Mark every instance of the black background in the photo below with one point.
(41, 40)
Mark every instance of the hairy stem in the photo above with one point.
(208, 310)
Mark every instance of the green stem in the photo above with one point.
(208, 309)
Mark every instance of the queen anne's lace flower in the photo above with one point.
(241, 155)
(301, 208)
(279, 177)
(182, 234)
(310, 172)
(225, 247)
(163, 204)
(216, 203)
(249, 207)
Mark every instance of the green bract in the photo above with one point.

...

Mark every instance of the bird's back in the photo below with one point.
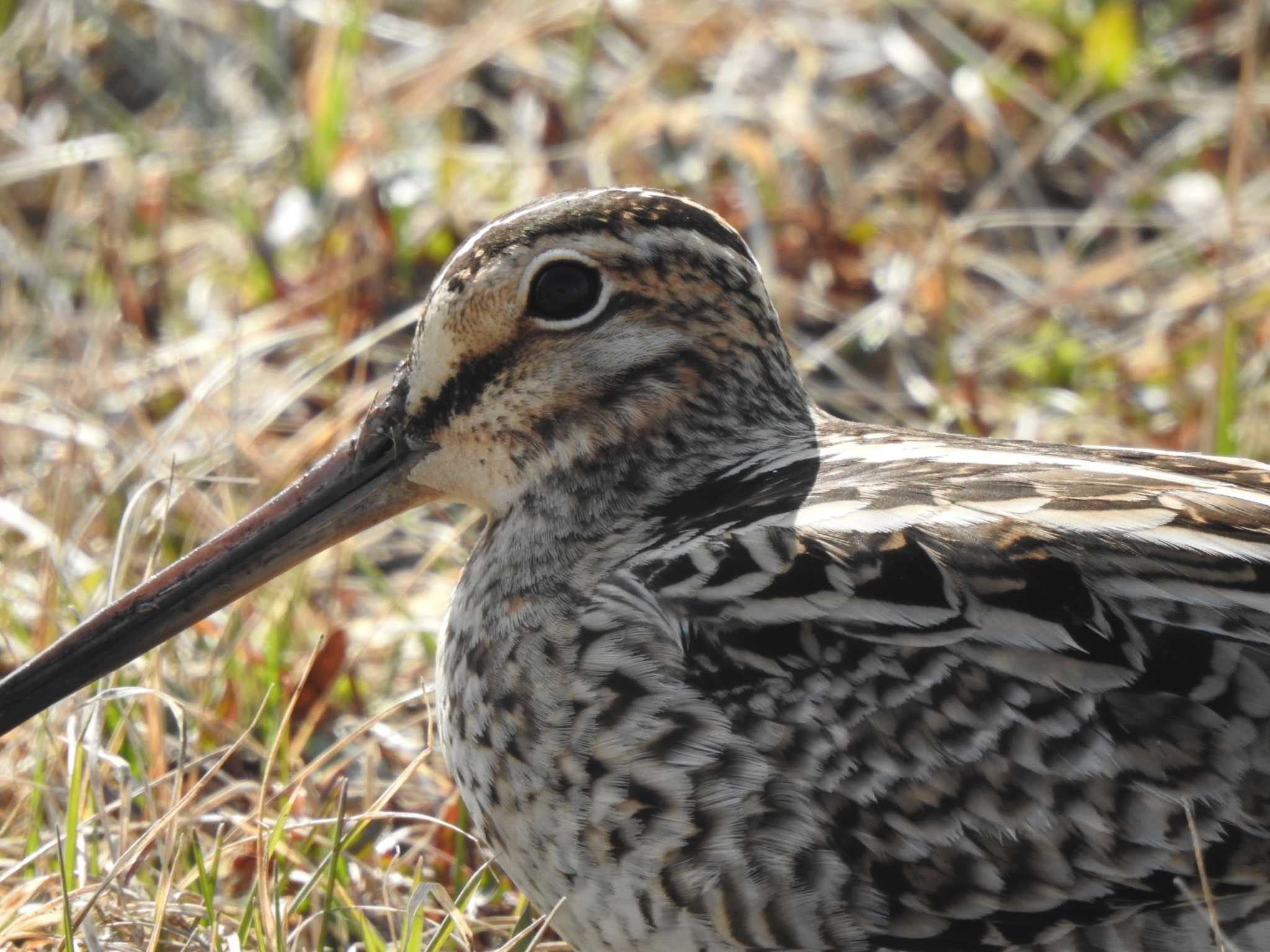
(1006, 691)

### Work to do
Please put the lines of data between the line holding "Mark every instance of the green stem" and the line holding "Mark every instance of the green bract", inclusive, into a JSON list of strings with one string per line. Leave out any blank lines.

### Result of this exercise
[
  "Mark every instance of the green stem in the photo above with one point.",
  "(208, 309)",
  "Mark every instance of the queen anne's lace flower in the photo above with one point.",
  "(241, 155)",
  "(301, 208)",
  "(279, 177)",
  "(182, 234)",
  "(310, 172)",
  "(225, 247)",
  "(163, 204)",
  "(216, 203)",
  "(249, 207)",
  "Mark every instance of the green bract in the photo above with one point."
]